What is needed
Recast every line of the material below as a Markdown table with the columns "Row" and "Text", numbering the rows and leaving out blank lines.

The data

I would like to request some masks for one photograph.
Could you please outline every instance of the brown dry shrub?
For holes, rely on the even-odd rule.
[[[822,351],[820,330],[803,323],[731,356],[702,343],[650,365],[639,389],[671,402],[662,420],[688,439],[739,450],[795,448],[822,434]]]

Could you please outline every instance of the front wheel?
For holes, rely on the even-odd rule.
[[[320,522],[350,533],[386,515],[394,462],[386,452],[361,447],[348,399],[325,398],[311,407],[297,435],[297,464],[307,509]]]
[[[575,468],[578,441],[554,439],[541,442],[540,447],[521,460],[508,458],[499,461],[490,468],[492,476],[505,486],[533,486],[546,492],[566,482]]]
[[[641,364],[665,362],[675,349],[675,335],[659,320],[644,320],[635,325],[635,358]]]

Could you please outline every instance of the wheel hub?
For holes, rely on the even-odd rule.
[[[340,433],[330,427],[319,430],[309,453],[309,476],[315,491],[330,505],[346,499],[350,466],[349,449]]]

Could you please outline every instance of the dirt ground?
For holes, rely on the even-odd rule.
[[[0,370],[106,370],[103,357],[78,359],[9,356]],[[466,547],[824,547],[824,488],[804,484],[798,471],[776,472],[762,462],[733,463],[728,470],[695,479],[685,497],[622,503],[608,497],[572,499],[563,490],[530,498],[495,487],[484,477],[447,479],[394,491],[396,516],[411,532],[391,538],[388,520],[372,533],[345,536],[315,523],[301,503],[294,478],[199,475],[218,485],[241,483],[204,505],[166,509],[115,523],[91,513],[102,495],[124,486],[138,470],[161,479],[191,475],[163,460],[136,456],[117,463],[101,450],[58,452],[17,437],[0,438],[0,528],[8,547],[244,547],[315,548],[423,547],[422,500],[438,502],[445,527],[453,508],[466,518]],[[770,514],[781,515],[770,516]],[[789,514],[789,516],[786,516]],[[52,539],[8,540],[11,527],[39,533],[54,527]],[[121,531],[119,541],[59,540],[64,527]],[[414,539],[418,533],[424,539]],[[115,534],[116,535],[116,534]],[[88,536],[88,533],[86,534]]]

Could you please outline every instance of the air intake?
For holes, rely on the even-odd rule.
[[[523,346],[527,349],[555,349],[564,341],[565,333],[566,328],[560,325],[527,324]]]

Correct output
| Row | Text |
|---|---|
| 1 | I would like to request some masks for one photograph. |
| 2 | Could you please outline every instance of the brown dry shrub? |
| 3 | For holes, rely on the even-odd rule. |
| 4 | [[[822,351],[820,330],[803,323],[731,356],[702,343],[650,365],[639,389],[671,402],[662,420],[688,439],[739,450],[795,448],[822,434]]] |
| 5 | Could you please outline every instance of the front wheel? |
| 6 | For holes, rely on the even-odd rule. |
| 7 | [[[320,522],[350,533],[386,515],[394,462],[386,452],[361,447],[348,399],[325,398],[311,407],[297,435],[297,464],[307,509]]] |
| 8 | [[[575,468],[578,441],[554,439],[541,442],[540,447],[521,460],[508,458],[499,461],[490,468],[492,476],[505,486],[533,486],[546,492],[566,482]]] |
| 9 | [[[641,364],[665,362],[675,349],[675,335],[659,320],[644,320],[635,325],[635,358]]] |
| 10 | Could you please outline every instance of the wheel hub? |
| 11 | For holes, rely on the even-odd rule. |
| 12 | [[[340,433],[330,427],[319,430],[309,453],[309,476],[315,491],[330,505],[346,499],[350,466],[349,449]]] |
| 13 | Could you please outline every instance of the dirt ground? |
| 14 | For holes, rely on the even-odd rule. |
| 15 | [[[0,370],[106,370],[103,357],[78,359],[9,356]],[[466,547],[824,547],[824,488],[804,484],[798,471],[776,472],[762,462],[733,463],[728,470],[695,479],[685,497],[622,503],[608,497],[572,499],[563,490],[530,498],[495,487],[484,477],[447,479],[394,491],[396,516],[411,532],[391,538],[388,520],[372,533],[345,536],[315,523],[301,503],[294,478],[199,475],[218,485],[241,483],[204,505],[166,509],[115,523],[91,513],[102,495],[124,486],[138,470],[161,479],[191,475],[163,460],[136,456],[117,463],[101,450],[58,452],[17,437],[0,438],[0,528],[8,547],[244,547],[315,548],[423,547],[422,500],[438,502],[445,527],[453,508],[466,518]],[[770,514],[781,515],[770,516]],[[789,514],[789,516],[786,516]],[[52,539],[8,540],[11,527],[39,533],[54,527]],[[121,531],[119,541],[59,540],[64,527]],[[414,539],[418,533],[424,539]],[[115,534],[116,535],[116,534]],[[88,536],[88,533],[86,534]]] |
| 16 | Could you please outline every instance of the air intake? |
| 17 | For holes, rely on the even-odd rule. |
| 18 | [[[523,346],[527,349],[555,349],[564,341],[565,333],[566,328],[560,325],[527,324]]] |